■ **TO BE DONE**: Beginning with the line that holds "(format x=331, y=265)", set down each line of the data below through the very last, exactly as given, and nothing beyond that.

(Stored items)

--- Start ---

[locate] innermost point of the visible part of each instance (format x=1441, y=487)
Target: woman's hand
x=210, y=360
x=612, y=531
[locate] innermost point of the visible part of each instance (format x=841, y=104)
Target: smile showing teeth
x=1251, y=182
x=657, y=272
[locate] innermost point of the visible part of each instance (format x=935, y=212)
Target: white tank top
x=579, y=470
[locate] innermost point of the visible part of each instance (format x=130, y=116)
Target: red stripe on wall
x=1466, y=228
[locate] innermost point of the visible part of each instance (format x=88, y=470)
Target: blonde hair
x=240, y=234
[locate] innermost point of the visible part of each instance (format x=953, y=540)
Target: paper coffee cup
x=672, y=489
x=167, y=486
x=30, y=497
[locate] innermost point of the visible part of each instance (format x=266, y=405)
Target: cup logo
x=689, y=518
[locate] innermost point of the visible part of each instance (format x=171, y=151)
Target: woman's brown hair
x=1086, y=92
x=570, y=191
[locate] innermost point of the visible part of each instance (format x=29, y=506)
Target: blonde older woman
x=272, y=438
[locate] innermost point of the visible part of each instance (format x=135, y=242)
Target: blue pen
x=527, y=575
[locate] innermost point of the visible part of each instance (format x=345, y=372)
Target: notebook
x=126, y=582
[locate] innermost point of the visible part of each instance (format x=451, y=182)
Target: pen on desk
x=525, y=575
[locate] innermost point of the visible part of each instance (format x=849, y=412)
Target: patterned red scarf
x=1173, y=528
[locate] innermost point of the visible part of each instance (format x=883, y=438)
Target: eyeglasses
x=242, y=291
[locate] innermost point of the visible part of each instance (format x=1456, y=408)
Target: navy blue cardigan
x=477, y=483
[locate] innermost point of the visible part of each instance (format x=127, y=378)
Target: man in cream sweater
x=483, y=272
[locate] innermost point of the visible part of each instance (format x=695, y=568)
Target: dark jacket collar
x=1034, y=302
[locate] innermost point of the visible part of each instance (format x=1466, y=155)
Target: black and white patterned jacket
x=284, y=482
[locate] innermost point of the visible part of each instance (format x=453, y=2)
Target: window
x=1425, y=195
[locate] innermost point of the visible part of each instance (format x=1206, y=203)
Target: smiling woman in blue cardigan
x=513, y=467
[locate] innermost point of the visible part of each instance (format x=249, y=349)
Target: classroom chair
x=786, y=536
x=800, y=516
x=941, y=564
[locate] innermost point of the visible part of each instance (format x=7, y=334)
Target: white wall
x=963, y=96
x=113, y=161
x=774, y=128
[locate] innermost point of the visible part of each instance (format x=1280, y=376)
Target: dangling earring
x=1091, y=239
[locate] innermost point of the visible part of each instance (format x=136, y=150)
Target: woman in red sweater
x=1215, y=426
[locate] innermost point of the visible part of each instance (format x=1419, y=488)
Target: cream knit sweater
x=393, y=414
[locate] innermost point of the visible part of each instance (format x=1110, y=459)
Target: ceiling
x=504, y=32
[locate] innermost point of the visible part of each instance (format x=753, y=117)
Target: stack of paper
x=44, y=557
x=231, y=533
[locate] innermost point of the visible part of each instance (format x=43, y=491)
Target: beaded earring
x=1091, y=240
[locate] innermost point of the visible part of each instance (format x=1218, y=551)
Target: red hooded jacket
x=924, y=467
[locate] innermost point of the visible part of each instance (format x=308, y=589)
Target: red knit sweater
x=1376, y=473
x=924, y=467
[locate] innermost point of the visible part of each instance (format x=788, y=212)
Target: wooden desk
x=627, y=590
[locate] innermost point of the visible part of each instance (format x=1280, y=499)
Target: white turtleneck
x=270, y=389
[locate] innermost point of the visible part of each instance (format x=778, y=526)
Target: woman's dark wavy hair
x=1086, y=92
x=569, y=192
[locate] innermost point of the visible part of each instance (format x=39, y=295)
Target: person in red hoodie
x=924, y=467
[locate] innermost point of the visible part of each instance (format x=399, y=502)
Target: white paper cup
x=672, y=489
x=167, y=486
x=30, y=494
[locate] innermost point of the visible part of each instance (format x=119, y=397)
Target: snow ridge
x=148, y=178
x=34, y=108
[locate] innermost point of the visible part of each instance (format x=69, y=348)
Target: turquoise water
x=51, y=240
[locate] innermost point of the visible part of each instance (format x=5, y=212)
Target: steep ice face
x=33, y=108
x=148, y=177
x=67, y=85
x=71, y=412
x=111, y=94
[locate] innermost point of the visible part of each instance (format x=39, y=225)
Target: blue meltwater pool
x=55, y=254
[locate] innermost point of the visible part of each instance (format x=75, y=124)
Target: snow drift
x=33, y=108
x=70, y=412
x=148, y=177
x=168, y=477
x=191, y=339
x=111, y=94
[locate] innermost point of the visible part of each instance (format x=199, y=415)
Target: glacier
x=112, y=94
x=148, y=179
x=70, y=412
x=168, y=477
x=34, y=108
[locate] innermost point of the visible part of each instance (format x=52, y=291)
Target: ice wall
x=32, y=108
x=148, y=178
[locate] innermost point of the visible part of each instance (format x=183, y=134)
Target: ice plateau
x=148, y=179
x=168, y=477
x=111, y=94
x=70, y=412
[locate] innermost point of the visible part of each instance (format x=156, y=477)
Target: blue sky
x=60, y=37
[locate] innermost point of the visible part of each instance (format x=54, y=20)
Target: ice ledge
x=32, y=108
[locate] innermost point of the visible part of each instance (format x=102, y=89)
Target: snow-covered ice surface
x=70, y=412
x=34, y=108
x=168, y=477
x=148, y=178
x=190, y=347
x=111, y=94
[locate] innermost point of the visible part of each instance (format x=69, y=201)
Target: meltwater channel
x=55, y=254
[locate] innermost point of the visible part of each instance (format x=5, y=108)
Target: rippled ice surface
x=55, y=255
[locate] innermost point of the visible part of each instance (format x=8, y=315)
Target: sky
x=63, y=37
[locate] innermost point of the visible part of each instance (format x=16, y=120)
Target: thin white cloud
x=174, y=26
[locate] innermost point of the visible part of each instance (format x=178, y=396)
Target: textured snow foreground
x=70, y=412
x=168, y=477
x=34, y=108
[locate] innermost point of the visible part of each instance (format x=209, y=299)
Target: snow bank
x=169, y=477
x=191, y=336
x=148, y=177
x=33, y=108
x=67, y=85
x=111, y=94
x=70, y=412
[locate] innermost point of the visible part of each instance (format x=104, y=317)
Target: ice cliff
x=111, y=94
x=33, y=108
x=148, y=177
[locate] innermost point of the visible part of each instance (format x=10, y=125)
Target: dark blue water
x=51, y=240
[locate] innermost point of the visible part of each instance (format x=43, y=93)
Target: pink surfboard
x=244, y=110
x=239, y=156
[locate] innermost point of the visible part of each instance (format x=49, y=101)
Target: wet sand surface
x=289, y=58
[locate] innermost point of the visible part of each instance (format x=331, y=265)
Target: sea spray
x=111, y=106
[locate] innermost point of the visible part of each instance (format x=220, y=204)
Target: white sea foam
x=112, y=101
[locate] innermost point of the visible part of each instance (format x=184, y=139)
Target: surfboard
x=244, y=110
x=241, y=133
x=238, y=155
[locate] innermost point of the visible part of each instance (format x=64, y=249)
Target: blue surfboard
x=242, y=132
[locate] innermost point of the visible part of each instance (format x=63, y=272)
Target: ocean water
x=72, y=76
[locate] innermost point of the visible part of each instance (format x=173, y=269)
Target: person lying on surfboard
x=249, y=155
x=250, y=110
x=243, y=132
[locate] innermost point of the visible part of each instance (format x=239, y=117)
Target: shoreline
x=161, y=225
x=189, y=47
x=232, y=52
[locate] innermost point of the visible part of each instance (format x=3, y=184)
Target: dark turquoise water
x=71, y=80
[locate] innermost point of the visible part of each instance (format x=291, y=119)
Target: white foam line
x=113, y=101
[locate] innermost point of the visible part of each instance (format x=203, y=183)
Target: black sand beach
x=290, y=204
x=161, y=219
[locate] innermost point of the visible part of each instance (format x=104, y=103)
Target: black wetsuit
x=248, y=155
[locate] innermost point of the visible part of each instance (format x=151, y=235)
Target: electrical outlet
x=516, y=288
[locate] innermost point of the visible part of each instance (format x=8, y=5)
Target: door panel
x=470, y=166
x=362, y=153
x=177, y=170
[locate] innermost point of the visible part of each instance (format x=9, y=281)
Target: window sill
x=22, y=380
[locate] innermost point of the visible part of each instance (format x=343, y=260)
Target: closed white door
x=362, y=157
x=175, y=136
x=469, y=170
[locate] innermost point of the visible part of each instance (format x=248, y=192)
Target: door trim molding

--- End ---

■ **RESULT**:
[locate] innermost point of the visible part of each instance (format x=331, y=265)
Target: sea spray
x=111, y=106
[locate] innermost point of the visible part of each instance (format x=220, y=204)
Target: white sea foam
x=112, y=101
[locate] innermost point of the visible part of each instance (format x=184, y=139)
Target: surfboard
x=244, y=110
x=241, y=133
x=238, y=155
[locate] innermost point of the visible part of each instance (format x=64, y=249)
Target: blue surfboard
x=242, y=132
[locate] innermost point of the visible part of each instance (format x=63, y=272)
Target: ocean water
x=72, y=76
[locate] innermost point of the visible part of each instance (format x=173, y=269)
Target: person lying on surfboard
x=249, y=155
x=250, y=110
x=243, y=132
[locate] innermost point of the visible part of each instance (format x=239, y=117)
Target: shoreline
x=161, y=225
x=189, y=47
x=232, y=52
[locate] innermost point of the visible part of each instance (format x=3, y=184)
Target: dark turquoise water
x=71, y=80
[locate] innermost point of the visible part of each instance (format x=291, y=119)
Target: white foam line
x=113, y=101
[locate] innermost point of the visible part of each instance (format x=203, y=183)
Target: black sand beach
x=290, y=204
x=161, y=219
[locate] innermost point of the visible part of each instance (format x=104, y=103)
Target: black wetsuit
x=248, y=155
[locate] innermost point of the visible part of each instance (format x=151, y=235)
Target: electrical outlet
x=516, y=288
[locate] innermost point of the visible part of each instance (format x=8, y=5)
Target: door panel
x=470, y=166
x=362, y=153
x=177, y=170
[locate] innermost point of the visible part of each instance (format x=9, y=281)
Target: window sill
x=22, y=380
[locate] innermost point of the visible part of each instance (format x=343, y=260)
Target: closed white door
x=362, y=157
x=175, y=136
x=469, y=170
[locate] innermost point of the visible part of each instance (format x=248, y=192)
Target: door trim molding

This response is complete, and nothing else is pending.